>> Begin
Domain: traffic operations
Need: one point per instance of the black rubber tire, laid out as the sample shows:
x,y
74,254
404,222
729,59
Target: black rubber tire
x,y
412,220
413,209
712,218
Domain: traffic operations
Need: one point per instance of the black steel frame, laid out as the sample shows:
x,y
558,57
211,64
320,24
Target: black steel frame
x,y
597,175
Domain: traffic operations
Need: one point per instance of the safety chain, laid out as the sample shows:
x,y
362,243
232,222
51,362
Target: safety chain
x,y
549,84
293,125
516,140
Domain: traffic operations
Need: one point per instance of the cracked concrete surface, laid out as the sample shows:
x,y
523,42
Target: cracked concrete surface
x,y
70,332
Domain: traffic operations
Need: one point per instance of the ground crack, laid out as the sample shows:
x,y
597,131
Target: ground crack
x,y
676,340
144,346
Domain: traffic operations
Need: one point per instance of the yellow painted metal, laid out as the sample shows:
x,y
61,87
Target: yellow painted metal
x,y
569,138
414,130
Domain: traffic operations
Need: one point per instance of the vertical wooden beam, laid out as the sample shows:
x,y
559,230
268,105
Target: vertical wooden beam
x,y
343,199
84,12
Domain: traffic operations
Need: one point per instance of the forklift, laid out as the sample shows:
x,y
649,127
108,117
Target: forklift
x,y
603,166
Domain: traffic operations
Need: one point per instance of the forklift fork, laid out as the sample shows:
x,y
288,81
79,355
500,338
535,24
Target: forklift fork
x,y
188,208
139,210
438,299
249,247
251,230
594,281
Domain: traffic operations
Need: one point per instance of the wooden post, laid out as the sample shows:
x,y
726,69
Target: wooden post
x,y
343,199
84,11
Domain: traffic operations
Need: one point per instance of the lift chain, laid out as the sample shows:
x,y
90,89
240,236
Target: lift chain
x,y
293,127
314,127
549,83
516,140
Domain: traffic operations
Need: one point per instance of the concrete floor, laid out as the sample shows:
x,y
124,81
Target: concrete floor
>> End
Return every line of the material exactly.

__WRITTEN ANSWER__:
Domain: traffic operations
Need: one point per instance of the black rubber tire, laid out as the sample shows:
x,y
74,254
404,222
729,59
Target: black rubber tire
x,y
412,220
413,209
712,218
Domain: traffic operations
Need: one point per instance of the black steel frame, laid out as the sample shows:
x,y
558,57
211,64
320,24
Target: black steel frame
x,y
597,175
Domain: traffic operations
Need: one point per instance of the safety chain, laid out as the sample shows:
x,y
362,243
232,222
51,362
Target: safety chain
x,y
549,84
293,125
516,140
Domain: traffic operations
Need: one point per instance of the cracked concrete surface, laid out as the sample shows:
x,y
523,42
Target: cracked concrete surface
x,y
70,332
Domain: traffic operations
Need: one point per instance of the ground crack, laid out as the sample shows:
x,y
597,131
Target: ground crack
x,y
676,340
144,346
Domain: traffic operations
Need: one point per instance of the yellow painted metal, laid out as the sample shows:
x,y
61,87
Target: yellow painted metal
x,y
569,138
414,130
Domain: traffic operations
Need: one point per instance of the vertical wooden beam, laid out as the sample shows:
x,y
559,230
268,105
Target: vertical wooden beam
x,y
343,199
84,12
Domain: traffic operations
Need: one point per instance of the forklift, laid out as the sample shows:
x,y
649,127
108,117
Target: forklift
x,y
603,166
Domain: traffic operations
Need: one point per instance of the forklift fork, laid out as the sample shows:
x,y
288,81
79,355
500,338
535,24
Target: forklift fork
x,y
188,208
139,210
438,299
249,247
251,230
594,281
Domain: traffic operations
Need: one point per instance of the wooden post, laid out as the sample shows:
x,y
726,69
Target: wooden post
x,y
343,199
84,11
Domain: traffic operations
Need: one point per instance of the lift chain, laid out as the sample shows:
x,y
90,89
240,236
Target: lift chain
x,y
293,127
314,127
549,83
516,140
Domain: traffic operations
Need: one point per instance of the concrete floor, laid out as the sample shows:
x,y
124,81
Target: concrete floor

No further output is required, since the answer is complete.